** Supplied data **
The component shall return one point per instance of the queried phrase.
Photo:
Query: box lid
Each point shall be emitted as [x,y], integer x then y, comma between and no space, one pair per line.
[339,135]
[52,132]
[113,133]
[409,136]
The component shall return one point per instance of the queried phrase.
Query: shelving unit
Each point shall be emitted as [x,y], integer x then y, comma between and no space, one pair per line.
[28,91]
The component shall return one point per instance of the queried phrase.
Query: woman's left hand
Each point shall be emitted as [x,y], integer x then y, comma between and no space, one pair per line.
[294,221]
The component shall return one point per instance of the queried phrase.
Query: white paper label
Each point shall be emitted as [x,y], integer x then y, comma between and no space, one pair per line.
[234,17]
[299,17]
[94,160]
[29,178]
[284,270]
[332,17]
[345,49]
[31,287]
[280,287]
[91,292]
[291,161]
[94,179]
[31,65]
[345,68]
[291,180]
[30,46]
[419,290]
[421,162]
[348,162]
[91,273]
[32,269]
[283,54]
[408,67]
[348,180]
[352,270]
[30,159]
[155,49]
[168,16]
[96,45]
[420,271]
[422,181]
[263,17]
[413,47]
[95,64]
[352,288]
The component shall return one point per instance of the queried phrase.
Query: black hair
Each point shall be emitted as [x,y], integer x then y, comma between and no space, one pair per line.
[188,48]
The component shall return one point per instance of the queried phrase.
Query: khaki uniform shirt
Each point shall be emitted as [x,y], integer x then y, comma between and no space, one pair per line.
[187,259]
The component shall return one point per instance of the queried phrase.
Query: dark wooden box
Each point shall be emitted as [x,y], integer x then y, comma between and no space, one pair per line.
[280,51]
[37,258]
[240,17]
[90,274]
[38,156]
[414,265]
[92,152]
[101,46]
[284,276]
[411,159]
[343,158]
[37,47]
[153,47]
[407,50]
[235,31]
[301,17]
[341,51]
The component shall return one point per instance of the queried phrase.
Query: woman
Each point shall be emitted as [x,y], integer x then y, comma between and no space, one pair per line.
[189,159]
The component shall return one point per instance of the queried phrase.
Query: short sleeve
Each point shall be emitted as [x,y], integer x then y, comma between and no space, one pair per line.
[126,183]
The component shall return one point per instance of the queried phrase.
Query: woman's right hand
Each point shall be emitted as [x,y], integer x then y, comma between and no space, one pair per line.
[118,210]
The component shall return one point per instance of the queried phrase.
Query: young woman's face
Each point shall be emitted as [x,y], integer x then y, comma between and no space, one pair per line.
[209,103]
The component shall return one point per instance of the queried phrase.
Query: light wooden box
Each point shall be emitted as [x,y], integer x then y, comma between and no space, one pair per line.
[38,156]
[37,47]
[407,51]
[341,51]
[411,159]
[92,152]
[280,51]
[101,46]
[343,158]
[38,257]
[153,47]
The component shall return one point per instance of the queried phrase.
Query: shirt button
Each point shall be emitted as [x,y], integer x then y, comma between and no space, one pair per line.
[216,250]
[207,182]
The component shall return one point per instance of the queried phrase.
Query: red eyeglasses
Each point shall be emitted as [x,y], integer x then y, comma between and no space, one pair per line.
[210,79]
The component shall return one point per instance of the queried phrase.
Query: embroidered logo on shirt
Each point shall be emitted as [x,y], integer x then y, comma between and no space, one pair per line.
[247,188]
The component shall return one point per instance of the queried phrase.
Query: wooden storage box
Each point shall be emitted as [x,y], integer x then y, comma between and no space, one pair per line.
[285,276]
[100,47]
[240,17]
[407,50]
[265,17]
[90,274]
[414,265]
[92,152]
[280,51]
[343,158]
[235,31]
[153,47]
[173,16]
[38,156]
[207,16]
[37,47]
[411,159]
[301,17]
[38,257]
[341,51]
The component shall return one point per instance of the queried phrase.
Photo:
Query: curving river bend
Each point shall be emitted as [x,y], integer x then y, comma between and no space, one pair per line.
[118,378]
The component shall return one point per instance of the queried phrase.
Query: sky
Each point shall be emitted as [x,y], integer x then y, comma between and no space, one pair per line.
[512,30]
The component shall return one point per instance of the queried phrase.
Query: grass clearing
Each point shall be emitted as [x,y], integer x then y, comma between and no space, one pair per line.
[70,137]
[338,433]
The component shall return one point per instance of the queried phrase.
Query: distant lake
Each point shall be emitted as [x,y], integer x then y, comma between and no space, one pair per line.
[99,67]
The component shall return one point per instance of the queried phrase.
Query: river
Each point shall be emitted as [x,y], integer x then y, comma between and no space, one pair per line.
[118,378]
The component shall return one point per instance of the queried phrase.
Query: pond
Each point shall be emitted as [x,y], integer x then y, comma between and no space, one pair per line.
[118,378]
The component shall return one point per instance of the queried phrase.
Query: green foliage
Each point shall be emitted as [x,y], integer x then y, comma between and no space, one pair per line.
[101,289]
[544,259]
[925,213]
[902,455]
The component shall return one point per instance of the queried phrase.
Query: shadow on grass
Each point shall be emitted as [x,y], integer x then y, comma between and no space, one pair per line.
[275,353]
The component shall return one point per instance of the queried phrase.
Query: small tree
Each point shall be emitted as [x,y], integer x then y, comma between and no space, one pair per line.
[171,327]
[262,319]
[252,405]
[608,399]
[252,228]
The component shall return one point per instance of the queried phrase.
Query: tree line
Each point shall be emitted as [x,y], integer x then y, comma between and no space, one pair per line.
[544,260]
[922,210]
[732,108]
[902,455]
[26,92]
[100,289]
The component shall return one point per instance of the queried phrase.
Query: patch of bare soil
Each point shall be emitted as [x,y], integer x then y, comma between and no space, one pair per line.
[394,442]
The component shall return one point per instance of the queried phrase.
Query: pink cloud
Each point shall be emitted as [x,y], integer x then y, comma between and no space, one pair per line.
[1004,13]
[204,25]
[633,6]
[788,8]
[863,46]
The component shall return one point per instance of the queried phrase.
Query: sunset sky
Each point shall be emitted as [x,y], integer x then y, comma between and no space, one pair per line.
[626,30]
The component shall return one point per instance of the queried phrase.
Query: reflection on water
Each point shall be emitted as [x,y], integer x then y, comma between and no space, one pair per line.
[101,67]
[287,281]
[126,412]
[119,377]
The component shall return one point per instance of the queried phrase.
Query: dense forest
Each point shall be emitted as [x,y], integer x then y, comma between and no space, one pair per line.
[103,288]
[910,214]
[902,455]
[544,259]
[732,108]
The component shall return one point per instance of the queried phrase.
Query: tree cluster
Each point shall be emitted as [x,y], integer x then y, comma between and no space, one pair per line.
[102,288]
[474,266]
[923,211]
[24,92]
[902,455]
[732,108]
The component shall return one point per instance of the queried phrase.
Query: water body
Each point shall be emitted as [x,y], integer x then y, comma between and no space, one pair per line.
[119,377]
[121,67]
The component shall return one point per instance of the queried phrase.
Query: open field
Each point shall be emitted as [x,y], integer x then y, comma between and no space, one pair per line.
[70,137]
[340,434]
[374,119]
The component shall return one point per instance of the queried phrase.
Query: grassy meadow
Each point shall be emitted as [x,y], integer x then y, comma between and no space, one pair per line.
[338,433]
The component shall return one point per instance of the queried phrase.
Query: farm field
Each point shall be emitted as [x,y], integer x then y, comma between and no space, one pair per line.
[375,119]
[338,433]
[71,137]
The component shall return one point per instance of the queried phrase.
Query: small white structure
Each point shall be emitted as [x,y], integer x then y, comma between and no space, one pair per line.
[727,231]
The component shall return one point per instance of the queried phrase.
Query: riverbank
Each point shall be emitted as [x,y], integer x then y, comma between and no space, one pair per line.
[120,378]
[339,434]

** Task instructions **
Return each entry from the material above exactly as it appears.

** Task solution **
The component shall return one point per instance of the queried phrase.
Photo:
Query: box lid
Each point shall be emitted as [x,y], integer x then y, comma between and no space, one pair per line.
[339,135]
[52,132]
[113,133]
[409,136]
The component shall return one point per instance of the queried phrase.
Query: shelving unit
Each point shall be emitted as [x,y], integer x then y, comma between and no space, one pair per line.
[28,91]
The component shall return one point per instance of the queried phrase.
Query: woman's left hand
Each point shall be emitted as [x,y], integer x then y, comma between and no space, one pair per line.
[294,221]
The component shall return one point per instance of the queried phrase.
Query: white paper label
Each point shall be emitted as [x,y], integer x then y, comma between and no space, one pair per line.
[234,17]
[299,17]
[94,160]
[29,178]
[284,270]
[332,17]
[345,49]
[31,287]
[280,287]
[91,292]
[291,161]
[94,179]
[31,65]
[345,68]
[291,180]
[30,46]
[419,290]
[421,162]
[348,162]
[91,273]
[32,269]
[283,54]
[408,67]
[348,180]
[352,270]
[30,159]
[155,49]
[168,16]
[96,45]
[420,271]
[422,181]
[263,17]
[413,47]
[95,64]
[352,288]
The component shall return one point per instance of the queried phrase.
Query: black hair
Each point shall be emitted as [x,y], integer x then y, comma between and no space, one pair per line.
[188,48]
The component shall return one point per instance of the queried phrase.
Query: khaki uniform shirt
Each point shall be emitted as [x,y], integer x then y, comma between and no space, one pair per line.
[187,259]
The component shall return one point per instance of the queried phrase.
Query: dark wooden box
Each point shall be emitted as [x,y], integer x then y, comma between and no space, one pair per line.
[280,51]
[37,258]
[240,17]
[90,274]
[38,156]
[414,265]
[92,152]
[101,46]
[284,276]
[411,159]
[343,158]
[37,47]
[153,47]
[407,50]
[235,31]
[301,17]
[341,51]
The component shall return one point per instance of the queried phrase.
Query: woman
Each point shall be emitted as [x,y], integer x then y, comma between and no space, one pair per line.
[189,159]
The component shall return one point per instance of the queried phrase.
Query: short sleeve
Each point shall be emitted as [x,y], integer x then y, comma between and no space, one pair per line.
[126,183]
The component shall return one point per instance of the queried phrase.
Query: woman's right hand
Each point shall be emitted as [x,y], integer x then y, comma between and no space, one pair per line.
[118,210]
The component shall return one point per instance of the queried phrase.
Query: young woman's face
Each point shall be emitted as [x,y], integer x then y, comma between and no space, one pair per line.
[209,103]
The component shall return one point per instance of the queried phrase.
Query: light wooden box
Each point shall be emitted as [x,y], integer x then y, comma between and no space, one pair per line.
[38,156]
[37,47]
[407,51]
[341,51]
[411,159]
[92,152]
[280,51]
[101,46]
[343,158]
[38,257]
[153,47]
The component shall return one point per instance of the queried phrase.
Query: shirt button
Each point shall be emitted as [x,y], integer x then y, comma between and no space, one pair per line.
[216,250]
[207,182]
The component shall return one point per instance of the queried phrase.
Query: red eyeglasses
Each point shall be emitted as [x,y], integer x then y, comma between and no space, one pair per line.
[210,79]
The component shall return one point per instance of the queried phrase.
Query: embroidered logo on shirt
Each point shall be emitted as [x,y], integer x then y, comma between and no space, one pair per line.
[247,188]
The component shall return one point per instance of the queried phrase.
Query: wooden storage box
Each point shall be emitted as [x,y], integer x then y, comma between and no space, one pair per line.
[285,276]
[100,47]
[240,17]
[407,50]
[265,17]
[90,274]
[414,265]
[92,152]
[280,51]
[343,158]
[235,31]
[153,47]
[173,16]
[38,156]
[207,16]
[37,47]
[411,159]
[301,17]
[38,257]
[341,51]
The component shall return one point per instance of the queried phrase.
Photo:
Query: curving river bend
Each point shall be emitted as [x,y], integer x then y, comma between and no space, one pair per line.
[118,378]
The component shall return one point per instance of the queried phrase.
Query: sky
Each point shall be emitted as [x,y], integer x then y, comma between and no space, one pair per line.
[512,30]
The component shall return one point per instance of the queried phrase.
Query: grass clearing
Each point shall be emitted as [x,y], integer x then y, comma between and no space, one pair per line.
[70,137]
[338,433]
The component shall return one point per instance of the queried phrase.
Query: distant lake
Each point shall be emitted as [x,y], integer x then y, comma between and no space, one pair per line.
[99,67]
The component shall return one point per instance of the queried phrase.
Query: river
Each point shall be emitted as [x,y], integer x then y, comma between and no space, one pair per line.
[118,378]
The component shall return one point per instance of the queried phrase.
Query: pond
Each point shall be emitted as [x,y], integer x then y, comma between and no space, one pair per line.
[118,378]
The component shall return one point per instance of the queried phrase.
Query: green foliage
Each point shall be emitted as [x,y], integer x then y, comma between and no space, one pair per line.
[101,289]
[544,259]
[925,213]
[902,455]
The component shall return one point per instance of the queried phrase.
Query: shadow on grass
Each point shall be emitted as [x,y], integer x then y, comma between and no space, one pair per line.
[275,353]
The component shall return one point per instance of the queried phrase.
Query: small tree
Each point shall be emitted as [x,y], integer x then y, comma between and no space, one pair per line.
[171,327]
[262,319]
[252,405]
[608,399]
[252,228]
The component shall return one point per instance of the queried phrase.
Query: tree line
Each point shall be emitted as [x,y], integer x then y, comma between and no space, one pair per line.
[544,260]
[922,210]
[732,108]
[902,455]
[26,92]
[100,289]
The component shall return one point per instance of the queried phrase.
Query: patch of bare soil
Each point shall be emitted as [x,y], integer x then y, comma between and no space, one pair per line.
[394,442]
The component shall return one point per instance of the queried phrase.
Query: pink cloud
Each point shall be emitted as [x,y], integer x then y, comma between and no space, one pair per line.
[1004,13]
[204,25]
[633,6]
[788,8]
[863,46]
The component shall return one point per instance of the queried phrase.
Query: sunset sky
Each point shall be emitted as [x,y], integer x then y, comma between and no space, one pair per line.
[626,30]
The component shall return one point per instance of the queried phrase.
Query: reflection on water
Each point shall be emitted as [x,y], integer x then y, comma between and no space, one pair per line.
[101,67]
[287,281]
[126,412]
[119,377]
The component shall return one point per instance of the queried phrase.
Query: dense forest
Each point shall be emitted as [x,y], integer x then y, comma between and no space, one pair per line.
[103,288]
[910,214]
[902,455]
[544,259]
[732,108]
The component shall return one point per instance of the queried phrase.
Query: tree cluster
Each point shall be emitted as [x,y], integer x then y, comma between and no space, one pair per line.
[102,288]
[474,266]
[923,211]
[24,92]
[902,455]
[732,108]
The component shall return one point per instance of the queried phrase.
Query: water body
Each point shall be emitted as [x,y], integer x then y, comma between and no space, one pair per line.
[119,377]
[121,67]
The component shall return one point per instance of the queried phrase.
Query: open field
Each point shall be emitted as [x,y], integer x then y, comma between and no space, one pair per line.
[70,137]
[340,434]
[374,119]
The component shall return one point per instance of the queried phrase.
Query: grassy meadow
Each point shall be emitted as [x,y], integer x then y, comma between and no space, one pair per line.
[338,433]
The component shall return one point per instance of the queried phrase.
Query: farm field
Each point shall be emitted as [x,y], integer x then y, comma between and no space, one pair per line.
[375,119]
[338,433]
[71,137]
The component shall return one point per instance of the queried phrase.
Query: small white structure
Each point shall be emitted as [x,y], integer x then y, comma between and no space, one pair per line.
[727,231]
The component shall return one point per instance of the queried phrase.
Query: riverbank
Each point shall be emitted as [x,y], integer x then y, comma between and no space, one pair per line.
[120,378]
[339,434]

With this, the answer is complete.